Description of the task –
The tail of the records, from the line containing "detection per line" through the final line, should be printed exactly and on its own.

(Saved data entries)
>>>

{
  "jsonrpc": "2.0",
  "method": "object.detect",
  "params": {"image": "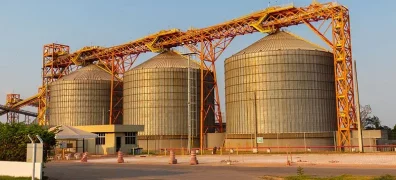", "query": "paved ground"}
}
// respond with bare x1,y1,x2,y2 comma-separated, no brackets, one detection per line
45,162,396,180
46,153,396,179
76,153,396,166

<<<

Output for this task –
// respond with bare x1,y1,x2,y2 comma-separated, no brackets, one detection per line
45,162,396,180
46,153,396,179
76,153,396,166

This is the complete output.